── Testo ──

Considerate che solo il 35% del grano italiano ha contenuto proteico superiore al 13% ecco perché importiamo grano estero più forte e tenace, nonostante siamo dei grandi produttori. Dato che la percentuale proteica del grano duro non è costante ma dipende dalla disponibilità di azoto che il grano ha in fase di crescita, è chiaro che le tecniche di coltivazione diventano fondamentali; allo stesso modo la rotazione dell’utilizzo dei terreni; evitare la pratica di incendiare i campi (totalmente sbagliata) per preparare la semina, e così via…

Mi raccomando: quando andate a comprare la pasta, ricordate il numero 13 che rappresenta il minimo contenuto proteico (13 g o 13%): si tratta di una sorta di indice di qualità da “cercare” nelle etichette della pasta, prima di comprarla: è anche la garanzia della tenuta al dente.

Sull’etichetta potrete anche trovare l’origine del grano: le sigle utilizzate saranno Paesi UE, Paesi NON UE, Paesi UE E NON UE (dicitura non più obbligatoria, ma fortunatamente sembra che i pastai non intendano rinunciare a specificare l’origine del grano sui loro prodotti).

Il mio consiglio da esperto nutrizionista è quello di scegliere sempre il grano italiano, il più salutare che esista perché in Italia l’uso di glifosato è vietato.

Come di produce?

───

* Cosa si chiede
A – Secondo il testo sul grano, quale sostanza ha un uso vietato in Italia?
B – Riporta il passo del testo sul grano che comincia con "Mi raccomando: quando" e termina con "glifosato è vietato.".

── Estratti dei dati ──

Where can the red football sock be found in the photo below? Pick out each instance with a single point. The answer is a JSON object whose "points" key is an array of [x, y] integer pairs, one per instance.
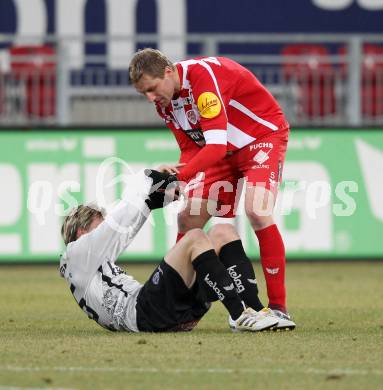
{"points": [[179, 236], [273, 261]]}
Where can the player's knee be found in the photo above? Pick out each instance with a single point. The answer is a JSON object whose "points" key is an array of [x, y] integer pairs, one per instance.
{"points": [[222, 233]]}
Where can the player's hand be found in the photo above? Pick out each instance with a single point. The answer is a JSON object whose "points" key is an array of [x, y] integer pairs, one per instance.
{"points": [[164, 189], [170, 168]]}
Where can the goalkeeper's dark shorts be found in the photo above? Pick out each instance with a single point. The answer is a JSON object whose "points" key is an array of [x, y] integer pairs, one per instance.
{"points": [[165, 304]]}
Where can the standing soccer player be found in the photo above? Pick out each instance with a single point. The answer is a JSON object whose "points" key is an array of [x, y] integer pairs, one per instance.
{"points": [[229, 127]]}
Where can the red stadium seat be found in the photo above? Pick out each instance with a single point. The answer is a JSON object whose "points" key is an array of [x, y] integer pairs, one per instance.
{"points": [[35, 66], [372, 79], [314, 78]]}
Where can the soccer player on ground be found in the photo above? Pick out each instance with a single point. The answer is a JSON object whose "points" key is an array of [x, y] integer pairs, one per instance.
{"points": [[179, 291], [230, 127]]}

───

* Risposte alle consegne
A – Il glifosato.

B –
Mi raccomando: quando andate a comprare la pasta, ricordate il numero 13 che rappresenta il minimo contenuto proteico (13 g o 13%): si tratta di una sorta di indice di qualità da “cercare” nelle etichette della pasta, prima di comprarla: è anche la garanzia della tenuta al dente.

Sull’etichetta potrete anche trovare l’origine del grano: le sigle utilizzate saranno Paesi UE, Paesi NON UE, Paesi UE E NON UE (dicitura non più obbligatoria, ma fortunatamente sembra che i pastai non intendano rinunciare a specificare l’origine del grano sui loro prodotti).

Il mio consiglio da esperto nutrizionista è quello di scegliere sempre il grano italiano, il più salutare che esista perché in Italia l’uso di glifosato è vietato.